#### [Description of the task]
In the listing, put the lines beginning with the one that contains "Exercise. Mark the blue" and continuing through the one that contains "pixel 175 196" into a Markdown table, skipping any blank lines. Use two columns, "Row" for the row number and "Line" for the line itself.

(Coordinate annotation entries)
━━━━━━━━
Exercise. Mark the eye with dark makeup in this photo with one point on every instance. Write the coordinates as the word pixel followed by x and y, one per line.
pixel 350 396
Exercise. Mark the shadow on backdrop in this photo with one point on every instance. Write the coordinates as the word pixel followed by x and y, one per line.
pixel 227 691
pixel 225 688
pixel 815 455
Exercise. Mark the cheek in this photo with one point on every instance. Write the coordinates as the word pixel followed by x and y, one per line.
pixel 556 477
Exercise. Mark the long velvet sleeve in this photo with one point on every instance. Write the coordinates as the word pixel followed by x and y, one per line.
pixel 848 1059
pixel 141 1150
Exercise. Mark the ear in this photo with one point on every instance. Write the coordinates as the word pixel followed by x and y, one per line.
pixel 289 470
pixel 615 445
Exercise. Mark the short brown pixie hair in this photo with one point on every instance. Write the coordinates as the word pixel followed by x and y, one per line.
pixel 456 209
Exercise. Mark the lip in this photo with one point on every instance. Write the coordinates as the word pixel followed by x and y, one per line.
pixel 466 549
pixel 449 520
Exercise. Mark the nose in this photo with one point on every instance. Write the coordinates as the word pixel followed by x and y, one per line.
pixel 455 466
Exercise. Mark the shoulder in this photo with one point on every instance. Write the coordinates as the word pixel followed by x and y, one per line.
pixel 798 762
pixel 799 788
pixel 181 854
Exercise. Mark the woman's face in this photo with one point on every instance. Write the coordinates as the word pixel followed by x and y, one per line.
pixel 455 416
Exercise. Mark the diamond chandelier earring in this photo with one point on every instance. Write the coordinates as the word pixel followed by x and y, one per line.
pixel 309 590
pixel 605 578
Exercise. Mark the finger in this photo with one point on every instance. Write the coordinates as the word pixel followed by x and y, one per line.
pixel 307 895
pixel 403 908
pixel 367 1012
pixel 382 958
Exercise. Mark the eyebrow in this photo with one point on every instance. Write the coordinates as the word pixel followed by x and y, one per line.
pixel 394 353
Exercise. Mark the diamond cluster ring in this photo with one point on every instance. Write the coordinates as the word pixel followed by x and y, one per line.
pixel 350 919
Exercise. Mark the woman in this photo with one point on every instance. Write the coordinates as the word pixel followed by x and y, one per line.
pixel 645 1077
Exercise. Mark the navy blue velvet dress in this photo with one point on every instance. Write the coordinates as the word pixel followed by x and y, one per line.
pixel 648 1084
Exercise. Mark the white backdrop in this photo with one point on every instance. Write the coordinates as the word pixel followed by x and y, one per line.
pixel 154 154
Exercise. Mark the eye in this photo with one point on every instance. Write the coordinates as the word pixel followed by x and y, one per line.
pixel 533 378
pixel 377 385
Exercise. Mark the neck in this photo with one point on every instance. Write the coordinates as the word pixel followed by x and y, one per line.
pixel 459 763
━━━━━━━━
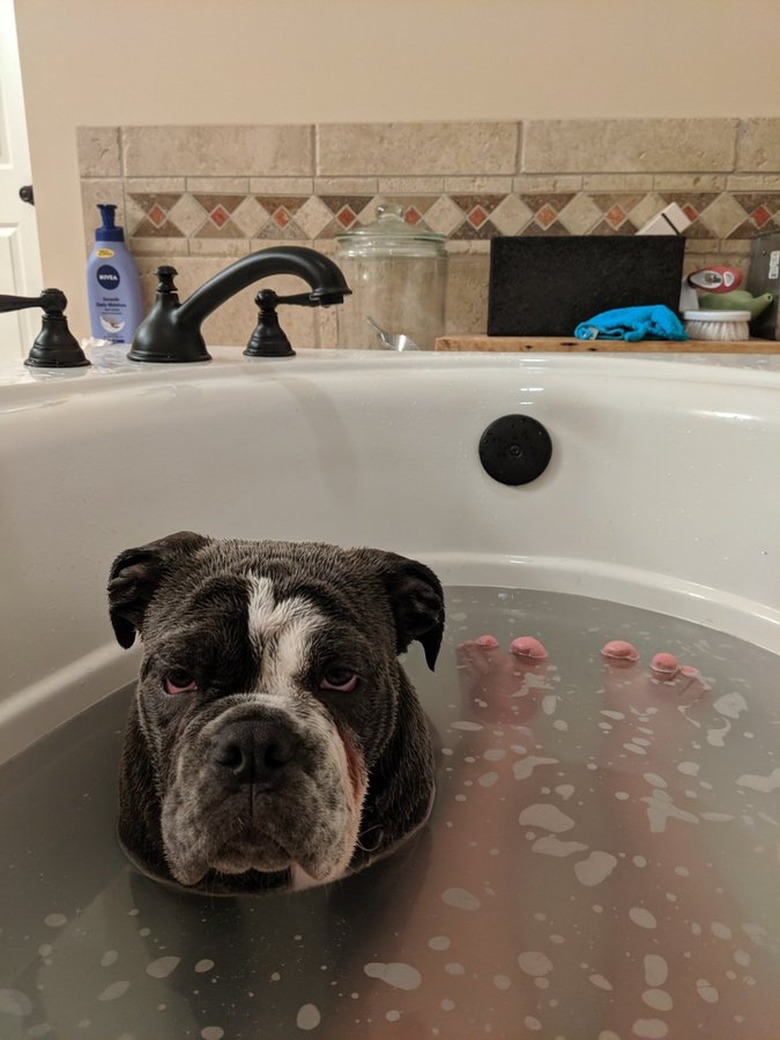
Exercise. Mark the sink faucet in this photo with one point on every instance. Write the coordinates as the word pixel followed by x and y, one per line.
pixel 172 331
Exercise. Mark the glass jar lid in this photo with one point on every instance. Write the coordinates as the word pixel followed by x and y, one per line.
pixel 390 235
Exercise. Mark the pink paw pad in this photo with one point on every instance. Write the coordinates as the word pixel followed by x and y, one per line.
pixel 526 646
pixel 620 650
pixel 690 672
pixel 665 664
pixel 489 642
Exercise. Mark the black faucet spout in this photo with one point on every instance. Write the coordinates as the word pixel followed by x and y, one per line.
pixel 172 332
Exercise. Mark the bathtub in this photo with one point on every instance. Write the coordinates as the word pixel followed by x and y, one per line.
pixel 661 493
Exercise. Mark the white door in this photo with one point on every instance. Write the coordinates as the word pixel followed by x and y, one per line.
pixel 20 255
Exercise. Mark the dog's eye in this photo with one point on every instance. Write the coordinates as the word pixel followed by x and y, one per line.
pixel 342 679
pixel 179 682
━━━━━━━━
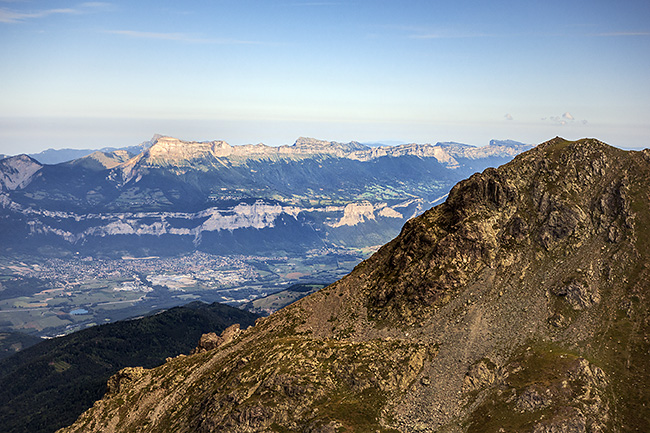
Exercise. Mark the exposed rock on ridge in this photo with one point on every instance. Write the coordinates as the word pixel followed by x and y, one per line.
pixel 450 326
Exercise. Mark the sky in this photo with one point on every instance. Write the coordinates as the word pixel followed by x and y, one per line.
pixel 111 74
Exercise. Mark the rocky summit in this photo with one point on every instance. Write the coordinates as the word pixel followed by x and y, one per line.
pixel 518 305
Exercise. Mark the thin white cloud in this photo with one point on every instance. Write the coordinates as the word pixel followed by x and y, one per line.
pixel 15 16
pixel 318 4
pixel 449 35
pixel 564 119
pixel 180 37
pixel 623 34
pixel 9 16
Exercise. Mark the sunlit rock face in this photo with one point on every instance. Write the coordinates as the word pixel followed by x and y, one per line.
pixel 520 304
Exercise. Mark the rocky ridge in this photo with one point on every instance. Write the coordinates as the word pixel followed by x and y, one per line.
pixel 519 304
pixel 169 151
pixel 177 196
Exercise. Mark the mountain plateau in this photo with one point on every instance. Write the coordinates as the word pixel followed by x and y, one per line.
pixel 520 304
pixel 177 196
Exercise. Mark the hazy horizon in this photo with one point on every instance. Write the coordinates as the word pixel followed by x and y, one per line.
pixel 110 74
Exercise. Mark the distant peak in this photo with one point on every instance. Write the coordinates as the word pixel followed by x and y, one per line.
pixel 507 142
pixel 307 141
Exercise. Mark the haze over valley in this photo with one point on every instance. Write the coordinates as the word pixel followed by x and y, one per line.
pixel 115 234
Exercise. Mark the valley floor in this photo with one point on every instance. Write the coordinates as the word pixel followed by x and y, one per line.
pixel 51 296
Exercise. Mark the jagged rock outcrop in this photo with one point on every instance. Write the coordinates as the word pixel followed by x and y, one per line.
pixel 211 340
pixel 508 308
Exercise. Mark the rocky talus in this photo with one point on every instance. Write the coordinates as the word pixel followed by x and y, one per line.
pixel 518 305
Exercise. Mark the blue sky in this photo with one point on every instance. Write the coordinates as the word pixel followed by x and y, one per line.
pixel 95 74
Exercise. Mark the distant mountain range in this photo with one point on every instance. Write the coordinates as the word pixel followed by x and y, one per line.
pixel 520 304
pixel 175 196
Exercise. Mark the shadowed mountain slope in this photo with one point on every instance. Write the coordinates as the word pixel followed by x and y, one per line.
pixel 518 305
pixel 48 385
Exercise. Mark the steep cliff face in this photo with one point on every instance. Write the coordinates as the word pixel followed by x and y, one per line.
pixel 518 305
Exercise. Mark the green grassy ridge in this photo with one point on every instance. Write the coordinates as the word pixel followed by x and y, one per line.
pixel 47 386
━━━━━━━━
#### [Full output]
| Row | Line |
|---|---|
| 1 | Exercise. Mark the blue sky in this photo with one point on every instance. Write the coordinates as the word pixel followed by x and y, one per line. |
| 2 | pixel 95 74 |
| 3 | Exercise. Mark the distant mountain range in this photo with one point on every instance. Write the coordinates as the word pixel followed by x and y, one per line. |
| 4 | pixel 520 304 |
| 5 | pixel 175 196 |